GIVEN EXERCISE
Begin at the line that contains "green tree, place" and stop after the line that contains "of the wheel". Write out those lines again, requests included, scaling every x and y coordinate by 1.35 and rounding each to a whole number, with halves rounded up.

* BEGIN DATASET CONTENT *

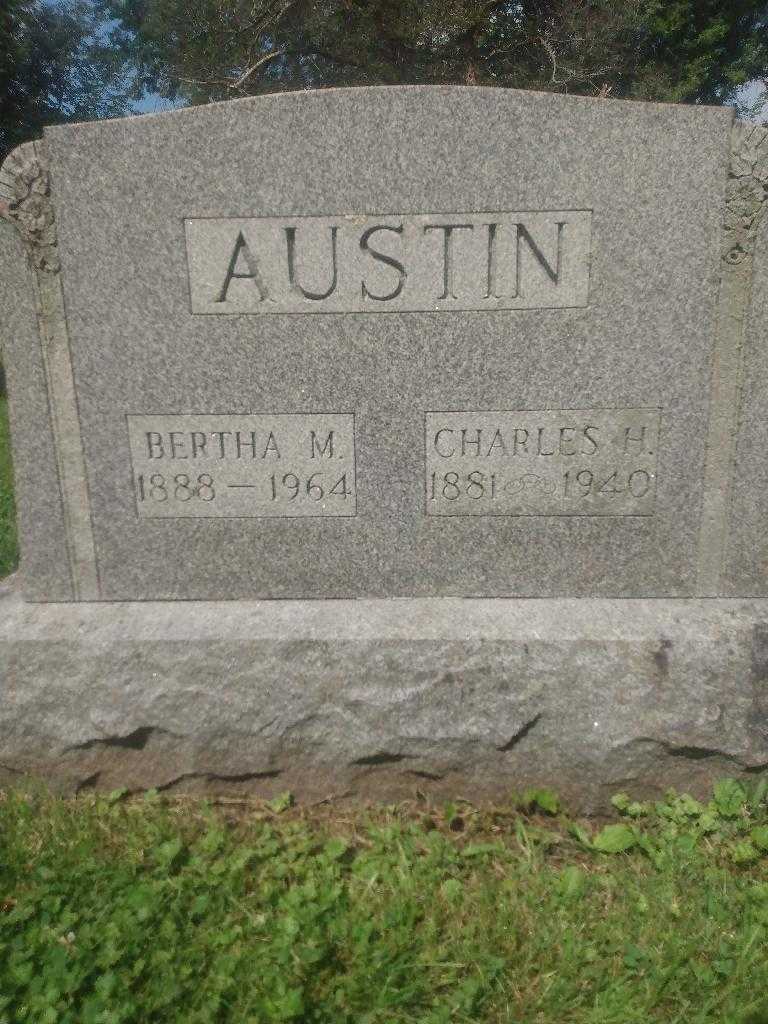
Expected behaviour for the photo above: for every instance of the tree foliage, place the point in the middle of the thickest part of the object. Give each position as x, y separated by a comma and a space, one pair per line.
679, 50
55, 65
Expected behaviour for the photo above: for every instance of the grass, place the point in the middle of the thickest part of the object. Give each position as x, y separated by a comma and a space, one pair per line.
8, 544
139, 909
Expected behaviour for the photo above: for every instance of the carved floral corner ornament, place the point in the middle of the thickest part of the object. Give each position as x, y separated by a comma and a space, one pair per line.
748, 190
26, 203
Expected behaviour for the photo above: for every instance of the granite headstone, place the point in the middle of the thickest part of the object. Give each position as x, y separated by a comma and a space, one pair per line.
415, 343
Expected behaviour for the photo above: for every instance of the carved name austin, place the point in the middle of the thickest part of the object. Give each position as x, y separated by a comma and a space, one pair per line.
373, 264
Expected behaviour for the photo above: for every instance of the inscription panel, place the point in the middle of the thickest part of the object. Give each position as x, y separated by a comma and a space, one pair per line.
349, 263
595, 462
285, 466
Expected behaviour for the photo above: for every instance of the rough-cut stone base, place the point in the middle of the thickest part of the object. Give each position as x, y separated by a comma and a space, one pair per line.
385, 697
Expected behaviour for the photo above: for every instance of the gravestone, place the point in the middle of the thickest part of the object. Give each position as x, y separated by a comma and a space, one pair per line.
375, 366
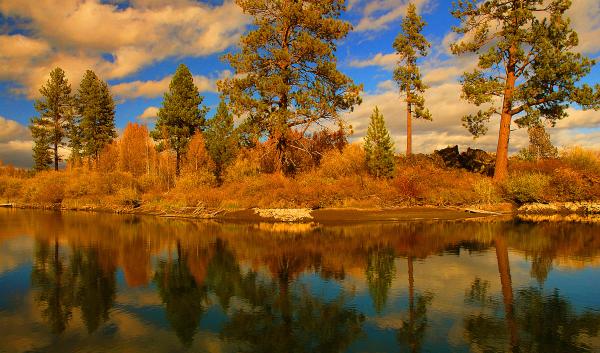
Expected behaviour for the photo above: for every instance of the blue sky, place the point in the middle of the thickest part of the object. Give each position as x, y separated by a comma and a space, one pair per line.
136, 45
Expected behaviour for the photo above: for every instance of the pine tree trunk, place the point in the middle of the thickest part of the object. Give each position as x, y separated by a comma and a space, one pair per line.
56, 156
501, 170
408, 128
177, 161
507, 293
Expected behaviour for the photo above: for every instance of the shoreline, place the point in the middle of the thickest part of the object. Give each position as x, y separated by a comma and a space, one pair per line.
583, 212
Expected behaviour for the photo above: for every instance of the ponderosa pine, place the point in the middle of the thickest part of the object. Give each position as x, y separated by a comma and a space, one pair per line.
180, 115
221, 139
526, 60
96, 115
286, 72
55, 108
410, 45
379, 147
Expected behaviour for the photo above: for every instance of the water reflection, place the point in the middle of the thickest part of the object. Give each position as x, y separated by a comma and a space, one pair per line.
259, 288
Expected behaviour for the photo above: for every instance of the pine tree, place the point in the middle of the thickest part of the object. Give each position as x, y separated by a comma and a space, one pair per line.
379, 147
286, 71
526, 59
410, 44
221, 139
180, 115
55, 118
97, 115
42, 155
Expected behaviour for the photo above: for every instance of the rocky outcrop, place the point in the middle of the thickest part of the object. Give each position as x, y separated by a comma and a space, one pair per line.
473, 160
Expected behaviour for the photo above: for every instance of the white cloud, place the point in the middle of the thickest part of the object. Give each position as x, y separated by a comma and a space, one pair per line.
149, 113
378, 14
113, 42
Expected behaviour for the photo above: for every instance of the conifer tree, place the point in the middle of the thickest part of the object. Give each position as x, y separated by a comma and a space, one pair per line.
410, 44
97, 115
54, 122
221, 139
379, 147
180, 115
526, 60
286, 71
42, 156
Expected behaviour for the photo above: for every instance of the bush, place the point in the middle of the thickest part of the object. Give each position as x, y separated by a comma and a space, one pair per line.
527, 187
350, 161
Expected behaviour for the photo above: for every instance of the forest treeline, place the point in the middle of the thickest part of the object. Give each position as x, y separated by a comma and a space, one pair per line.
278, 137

* END DATASET CONTENT *
* BEGIN DATASET CONTENT *

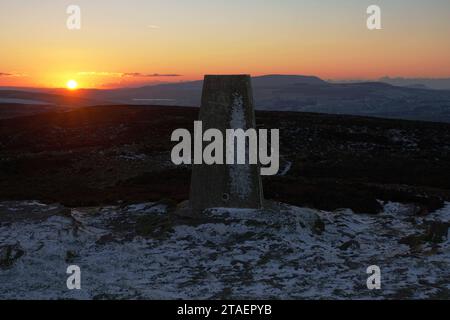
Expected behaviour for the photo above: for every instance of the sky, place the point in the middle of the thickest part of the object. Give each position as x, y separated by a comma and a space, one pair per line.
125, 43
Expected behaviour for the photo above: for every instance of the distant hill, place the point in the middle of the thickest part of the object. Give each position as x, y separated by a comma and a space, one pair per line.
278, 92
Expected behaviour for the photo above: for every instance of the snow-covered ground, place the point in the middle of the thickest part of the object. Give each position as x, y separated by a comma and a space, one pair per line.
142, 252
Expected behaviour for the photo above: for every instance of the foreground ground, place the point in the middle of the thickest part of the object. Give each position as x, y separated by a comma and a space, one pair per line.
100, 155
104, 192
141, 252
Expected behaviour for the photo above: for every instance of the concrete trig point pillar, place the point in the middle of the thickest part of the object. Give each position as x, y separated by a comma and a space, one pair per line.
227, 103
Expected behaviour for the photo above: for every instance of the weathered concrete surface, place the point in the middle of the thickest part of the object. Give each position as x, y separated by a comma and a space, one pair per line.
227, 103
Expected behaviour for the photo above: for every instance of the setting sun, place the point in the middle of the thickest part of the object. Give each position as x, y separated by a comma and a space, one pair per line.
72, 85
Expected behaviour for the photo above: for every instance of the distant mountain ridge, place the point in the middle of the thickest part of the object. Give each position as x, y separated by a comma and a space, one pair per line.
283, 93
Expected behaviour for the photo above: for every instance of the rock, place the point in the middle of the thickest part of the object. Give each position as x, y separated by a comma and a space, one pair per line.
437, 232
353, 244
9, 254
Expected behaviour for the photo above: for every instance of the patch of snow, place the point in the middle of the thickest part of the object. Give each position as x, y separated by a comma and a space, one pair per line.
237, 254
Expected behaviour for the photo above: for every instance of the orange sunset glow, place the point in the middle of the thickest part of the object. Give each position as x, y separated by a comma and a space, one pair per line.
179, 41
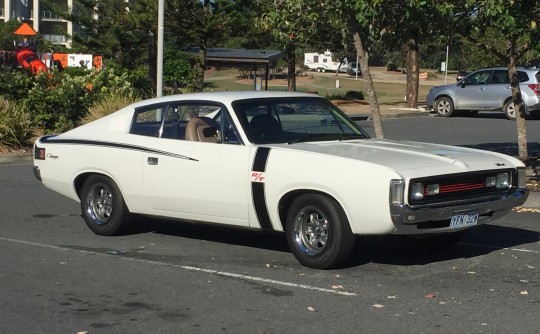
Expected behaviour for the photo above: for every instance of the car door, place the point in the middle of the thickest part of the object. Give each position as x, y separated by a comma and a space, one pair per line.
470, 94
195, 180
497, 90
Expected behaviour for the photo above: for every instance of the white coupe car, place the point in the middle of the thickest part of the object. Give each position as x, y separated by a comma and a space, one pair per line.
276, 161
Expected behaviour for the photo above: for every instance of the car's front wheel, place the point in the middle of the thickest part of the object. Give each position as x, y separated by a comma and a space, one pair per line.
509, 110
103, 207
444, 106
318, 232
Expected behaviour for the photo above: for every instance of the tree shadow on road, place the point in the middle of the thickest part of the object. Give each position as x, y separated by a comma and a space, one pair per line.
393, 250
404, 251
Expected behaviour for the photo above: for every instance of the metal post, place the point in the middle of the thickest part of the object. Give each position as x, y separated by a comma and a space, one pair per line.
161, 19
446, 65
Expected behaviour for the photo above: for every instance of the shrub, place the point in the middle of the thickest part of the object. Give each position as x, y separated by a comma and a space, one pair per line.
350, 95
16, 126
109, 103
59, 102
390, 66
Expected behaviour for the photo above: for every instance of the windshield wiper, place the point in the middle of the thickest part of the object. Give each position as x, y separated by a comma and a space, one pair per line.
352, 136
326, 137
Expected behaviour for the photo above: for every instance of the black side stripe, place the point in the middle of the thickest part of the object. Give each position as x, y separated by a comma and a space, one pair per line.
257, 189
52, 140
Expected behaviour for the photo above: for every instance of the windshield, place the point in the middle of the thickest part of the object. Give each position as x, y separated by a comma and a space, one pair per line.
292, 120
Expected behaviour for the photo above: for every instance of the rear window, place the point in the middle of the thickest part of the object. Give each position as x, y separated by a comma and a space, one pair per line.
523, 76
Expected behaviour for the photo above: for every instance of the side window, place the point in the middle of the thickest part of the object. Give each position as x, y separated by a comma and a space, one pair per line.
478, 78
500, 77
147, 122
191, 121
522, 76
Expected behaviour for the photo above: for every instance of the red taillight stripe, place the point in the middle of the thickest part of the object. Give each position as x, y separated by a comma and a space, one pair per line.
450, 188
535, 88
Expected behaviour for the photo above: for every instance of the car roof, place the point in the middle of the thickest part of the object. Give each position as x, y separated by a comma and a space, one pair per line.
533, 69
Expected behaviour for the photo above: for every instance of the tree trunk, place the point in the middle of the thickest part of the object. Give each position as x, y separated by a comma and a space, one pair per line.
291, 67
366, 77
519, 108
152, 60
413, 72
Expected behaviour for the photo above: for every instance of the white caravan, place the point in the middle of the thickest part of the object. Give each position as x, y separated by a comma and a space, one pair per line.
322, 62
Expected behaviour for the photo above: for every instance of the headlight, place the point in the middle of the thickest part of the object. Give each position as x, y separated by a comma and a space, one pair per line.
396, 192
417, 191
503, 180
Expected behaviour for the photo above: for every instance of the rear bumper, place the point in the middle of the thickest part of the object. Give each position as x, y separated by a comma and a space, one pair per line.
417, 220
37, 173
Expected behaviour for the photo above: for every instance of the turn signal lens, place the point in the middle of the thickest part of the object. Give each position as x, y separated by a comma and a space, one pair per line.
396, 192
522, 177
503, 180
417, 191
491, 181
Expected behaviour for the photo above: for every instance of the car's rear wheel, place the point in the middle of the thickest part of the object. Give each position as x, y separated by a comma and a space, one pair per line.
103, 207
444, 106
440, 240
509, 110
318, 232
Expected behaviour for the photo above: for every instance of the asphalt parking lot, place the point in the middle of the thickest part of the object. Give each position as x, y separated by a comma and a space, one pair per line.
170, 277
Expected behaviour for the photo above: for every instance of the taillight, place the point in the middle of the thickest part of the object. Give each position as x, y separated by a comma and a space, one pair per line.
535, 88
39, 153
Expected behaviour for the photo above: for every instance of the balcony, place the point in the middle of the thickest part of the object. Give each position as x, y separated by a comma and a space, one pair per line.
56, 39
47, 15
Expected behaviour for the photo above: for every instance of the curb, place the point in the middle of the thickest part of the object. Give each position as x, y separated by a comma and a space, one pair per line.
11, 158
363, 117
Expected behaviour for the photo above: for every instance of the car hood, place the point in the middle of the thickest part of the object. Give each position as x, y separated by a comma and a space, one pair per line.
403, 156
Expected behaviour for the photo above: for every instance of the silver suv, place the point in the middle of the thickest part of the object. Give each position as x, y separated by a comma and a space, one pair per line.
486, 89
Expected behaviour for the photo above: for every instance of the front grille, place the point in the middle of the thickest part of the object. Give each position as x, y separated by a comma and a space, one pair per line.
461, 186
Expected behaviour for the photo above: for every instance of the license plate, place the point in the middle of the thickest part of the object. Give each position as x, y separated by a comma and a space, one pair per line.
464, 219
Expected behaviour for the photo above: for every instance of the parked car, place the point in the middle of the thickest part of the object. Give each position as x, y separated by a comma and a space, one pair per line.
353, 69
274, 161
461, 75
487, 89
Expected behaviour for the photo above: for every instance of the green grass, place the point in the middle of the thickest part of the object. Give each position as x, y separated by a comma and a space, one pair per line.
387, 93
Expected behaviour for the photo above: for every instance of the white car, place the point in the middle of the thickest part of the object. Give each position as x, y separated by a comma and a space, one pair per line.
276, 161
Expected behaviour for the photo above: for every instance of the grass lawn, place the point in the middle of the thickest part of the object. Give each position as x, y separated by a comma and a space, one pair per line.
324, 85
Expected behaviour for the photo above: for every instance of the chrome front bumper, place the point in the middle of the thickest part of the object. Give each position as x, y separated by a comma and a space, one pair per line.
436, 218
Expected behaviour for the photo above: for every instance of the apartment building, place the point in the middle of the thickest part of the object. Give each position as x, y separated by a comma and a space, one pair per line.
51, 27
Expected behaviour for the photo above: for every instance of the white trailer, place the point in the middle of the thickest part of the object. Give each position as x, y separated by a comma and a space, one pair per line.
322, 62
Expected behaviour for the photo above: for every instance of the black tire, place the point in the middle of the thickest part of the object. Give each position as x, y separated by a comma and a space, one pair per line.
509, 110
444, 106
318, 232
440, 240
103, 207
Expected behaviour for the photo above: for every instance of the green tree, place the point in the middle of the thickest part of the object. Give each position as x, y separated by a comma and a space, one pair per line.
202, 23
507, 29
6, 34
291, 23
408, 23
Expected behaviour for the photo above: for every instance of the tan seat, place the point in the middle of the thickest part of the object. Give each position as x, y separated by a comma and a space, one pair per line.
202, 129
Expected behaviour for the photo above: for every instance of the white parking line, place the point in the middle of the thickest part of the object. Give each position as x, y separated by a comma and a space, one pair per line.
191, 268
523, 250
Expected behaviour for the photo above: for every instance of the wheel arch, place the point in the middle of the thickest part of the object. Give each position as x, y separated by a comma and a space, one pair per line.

* END DATASET CONTENT *

WRITTEN ANSWER
Expected behaviour for the photo above: for every instance of the green tree, place the point in the middle of the thickest part of the object. Give each position as x, y separated by a comma and a space, one pair per line.
273, 31
684, 39
8, 46
393, 31
551, 31
Expected behaviour for the photo above: for every instance of the tan seat, place the point in the middle of the thickest part of the object. Give each position as x, y separated by a comma and a space, one pair per line.
273, 174
Expected behaviour for the photo above: for every instance of the white parking line, place the point in the middle of the thickest part of the object. Give each position as x, y separated by a comma and a space, one pair per line.
258, 362
706, 338
Expected behaviour for the photo above: for every instance of the wheel arch, place the point in the middle of the thickest part of the object. Give each position as x, y separated by a comma and a space, one pair per line.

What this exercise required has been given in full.